### WHAT THIS TASK INVOLVES
Can you find every line in the items below that contains the word "hand" and copy each one out in full? Matches must agree in case.

### DATA FOR THE TASK
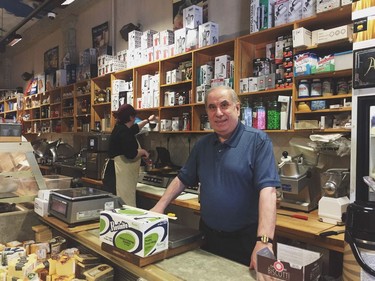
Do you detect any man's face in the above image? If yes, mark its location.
[206,88,240,139]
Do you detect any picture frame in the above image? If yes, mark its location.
[353,47,375,89]
[44,46,59,73]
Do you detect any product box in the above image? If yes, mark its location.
[198,21,219,48]
[174,27,187,54]
[257,243,323,281]
[316,0,340,13]
[317,24,353,44]
[292,27,311,48]
[214,55,231,79]
[182,5,203,28]
[100,205,169,257]
[288,0,303,22]
[274,0,289,26]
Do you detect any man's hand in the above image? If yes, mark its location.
[250,241,273,270]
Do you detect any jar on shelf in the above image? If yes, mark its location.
[310,79,322,97]
[267,99,280,130]
[298,79,310,98]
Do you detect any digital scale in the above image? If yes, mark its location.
[48,187,123,225]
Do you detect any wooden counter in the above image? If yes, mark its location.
[82,178,345,253]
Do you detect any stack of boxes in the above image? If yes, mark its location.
[136,74,159,109]
[250,0,351,33]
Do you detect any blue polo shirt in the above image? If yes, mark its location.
[178,122,280,231]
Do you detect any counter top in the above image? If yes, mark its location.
[41,217,256,281]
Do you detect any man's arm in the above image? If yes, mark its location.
[151,177,186,214]
[250,187,276,269]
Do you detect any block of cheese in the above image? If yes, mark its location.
[8,254,37,280]
[56,255,76,276]
[84,264,113,281]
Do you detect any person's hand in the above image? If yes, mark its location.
[249,241,273,270]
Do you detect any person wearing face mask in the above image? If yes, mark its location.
[107,104,155,207]
[151,86,281,269]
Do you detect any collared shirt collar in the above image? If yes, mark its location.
[214,121,245,147]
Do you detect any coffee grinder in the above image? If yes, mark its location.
[318,168,350,225]
[279,151,320,212]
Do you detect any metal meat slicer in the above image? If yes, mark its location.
[279,151,320,212]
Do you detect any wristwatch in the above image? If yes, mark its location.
[257,235,273,244]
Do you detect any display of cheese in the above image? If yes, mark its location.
[56,255,76,276]
[84,264,113,281]
[7,254,37,281]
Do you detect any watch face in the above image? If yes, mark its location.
[353,48,375,89]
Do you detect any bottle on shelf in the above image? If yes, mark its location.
[267,99,280,130]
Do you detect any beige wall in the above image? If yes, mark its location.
[0,0,249,88]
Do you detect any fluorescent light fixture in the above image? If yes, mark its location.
[61,0,74,6]
[8,33,22,46]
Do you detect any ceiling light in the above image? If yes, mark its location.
[61,0,74,6]
[8,33,22,46]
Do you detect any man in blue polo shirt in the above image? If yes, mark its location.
[152,86,280,269]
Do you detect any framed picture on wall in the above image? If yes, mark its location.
[353,47,375,89]
[92,22,109,54]
[44,46,59,73]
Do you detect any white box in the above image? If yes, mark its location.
[174,27,187,54]
[199,64,214,85]
[275,0,289,26]
[317,24,353,44]
[55,69,66,87]
[159,30,174,46]
[128,30,142,50]
[288,0,302,22]
[185,28,198,52]
[250,0,260,33]
[302,0,316,19]
[34,198,48,217]
[334,51,353,71]
[182,5,203,28]
[198,21,219,48]
[316,0,340,13]
[292,27,312,48]
[214,55,232,78]
[100,205,169,257]
[240,77,249,93]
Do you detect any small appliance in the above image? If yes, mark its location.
[318,168,350,225]
[48,187,124,225]
[279,151,320,212]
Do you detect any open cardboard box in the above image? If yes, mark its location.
[257,243,323,281]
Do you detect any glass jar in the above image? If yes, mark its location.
[267,100,280,130]
[310,79,322,97]
[298,80,310,98]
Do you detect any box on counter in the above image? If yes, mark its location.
[100,205,169,257]
[257,243,323,281]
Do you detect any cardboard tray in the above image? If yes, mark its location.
[101,235,202,267]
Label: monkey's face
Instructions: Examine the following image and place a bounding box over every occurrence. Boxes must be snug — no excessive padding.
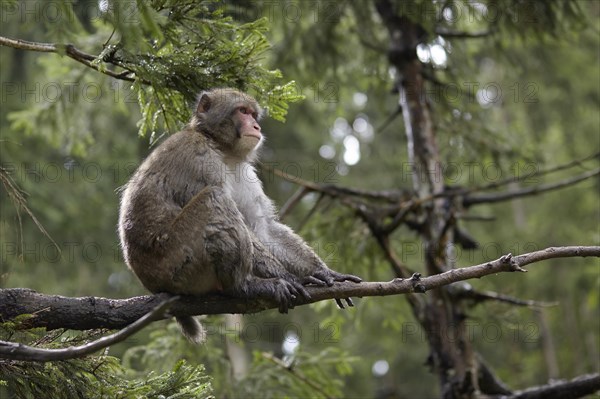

### REPLY
Do you detect any man's hand in the above image? If yes, mark its location.
Do you detect any person's hand in the above image? If yes, mark its location.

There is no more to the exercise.